**WHAT THE TASK ASKS**
Format the data as a numbered list, starting at the line that contains "query: the noun phrase to segment: smooth" and ending at the last line of the data, with both ends included. Leave out blank lines.
* * *
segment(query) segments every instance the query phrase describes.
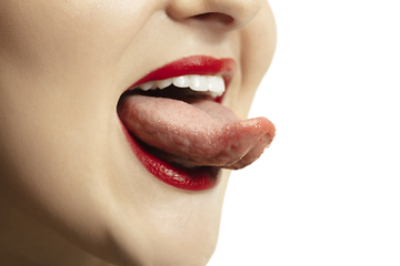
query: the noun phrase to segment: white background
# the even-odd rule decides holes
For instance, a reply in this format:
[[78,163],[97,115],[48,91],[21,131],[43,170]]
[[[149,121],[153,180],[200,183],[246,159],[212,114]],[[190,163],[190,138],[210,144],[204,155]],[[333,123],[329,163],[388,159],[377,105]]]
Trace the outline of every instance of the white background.
[[232,174],[208,266],[400,265],[400,1],[270,0],[250,116],[277,137]]

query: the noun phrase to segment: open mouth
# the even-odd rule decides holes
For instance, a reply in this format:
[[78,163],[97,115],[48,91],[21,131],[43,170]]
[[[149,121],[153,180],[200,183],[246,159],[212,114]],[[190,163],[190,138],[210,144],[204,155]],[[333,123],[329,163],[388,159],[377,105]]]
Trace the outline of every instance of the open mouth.
[[127,140],[151,174],[183,190],[211,188],[221,168],[251,164],[271,143],[270,121],[241,121],[220,103],[234,69],[231,59],[184,58],[122,94],[118,114]]

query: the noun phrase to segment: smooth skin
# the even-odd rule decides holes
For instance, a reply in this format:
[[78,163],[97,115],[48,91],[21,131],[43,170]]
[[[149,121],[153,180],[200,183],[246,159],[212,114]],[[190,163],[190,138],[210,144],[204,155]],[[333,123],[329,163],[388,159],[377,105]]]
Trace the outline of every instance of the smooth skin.
[[223,104],[244,119],[274,47],[263,0],[0,1],[0,265],[206,265],[229,172],[154,178],[117,103],[171,61],[233,58]]

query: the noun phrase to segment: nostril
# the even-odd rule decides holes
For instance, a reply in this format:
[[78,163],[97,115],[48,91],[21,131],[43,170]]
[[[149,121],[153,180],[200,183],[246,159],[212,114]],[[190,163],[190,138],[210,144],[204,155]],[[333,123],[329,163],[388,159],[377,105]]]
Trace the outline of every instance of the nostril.
[[202,13],[202,14],[197,14],[193,17],[194,19],[198,19],[200,21],[216,21],[222,24],[232,24],[233,23],[233,18],[224,14],[224,13],[219,13],[219,12],[209,12],[209,13]]

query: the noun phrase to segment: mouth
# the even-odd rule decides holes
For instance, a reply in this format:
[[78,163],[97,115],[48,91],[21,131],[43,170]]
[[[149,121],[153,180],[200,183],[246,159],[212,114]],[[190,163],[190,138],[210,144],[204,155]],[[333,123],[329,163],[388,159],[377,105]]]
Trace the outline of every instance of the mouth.
[[117,110],[122,130],[153,176],[182,190],[209,190],[218,184],[221,168],[251,164],[271,143],[270,121],[241,121],[221,104],[234,71],[232,59],[183,58],[121,95]]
* * *
**SOLVED EXERCISE**
1. query: the noun phrase to segment: smooth skin
2. # the even-odd rule decides holes
3. For instance, a reply in this format:
4. [[78,163],[97,115],[48,91],[21,131],[43,170]]
5. [[[149,121],[153,180],[200,183],[246,159],[212,114]],[[190,163],[190,138],[210,144],[204,155]],[[333,123],[329,163],[388,159],[377,105]]]
6. Trace the outline of every instance of the smooth skin.
7. [[223,104],[244,119],[274,47],[263,0],[0,1],[0,265],[206,265],[229,172],[154,178],[117,103],[171,61],[233,58]]
8. query: the noun phrase to segment: nostril
9. # the even-odd rule decides holes
10. For instance, a reply in this format:
11. [[78,163],[97,115],[48,91],[21,131],[43,170]]
12. [[[149,121],[153,180],[200,183],[246,159],[212,114]],[[190,163],[190,138],[210,144],[204,155]],[[333,123],[329,163],[388,159],[377,105]]]
13. Trace the outline of every instance of the nostril.
14. [[202,13],[202,14],[197,14],[193,17],[194,19],[198,19],[200,21],[216,21],[222,24],[232,24],[233,23],[233,18],[224,14],[224,13],[219,13],[219,12],[209,12],[209,13]]
15. query: the noun phrase to segment: mouth
16. # the even-odd rule decides holes
17. For instance, a reply in this format:
18. [[78,163],[97,115],[48,91],[21,131],[43,170]]
19. [[[149,121],[153,180],[200,183],[246,159],[212,114]],[[190,163],[190,138],[210,144],[204,155]],[[333,123],[329,163],[388,159],[377,105]]]
20. Trace the outline of every instance of the mouth.
21. [[117,110],[122,130],[153,176],[182,190],[209,190],[218,184],[221,168],[251,164],[271,143],[270,121],[241,121],[221,104],[234,71],[232,59],[183,58],[121,95]]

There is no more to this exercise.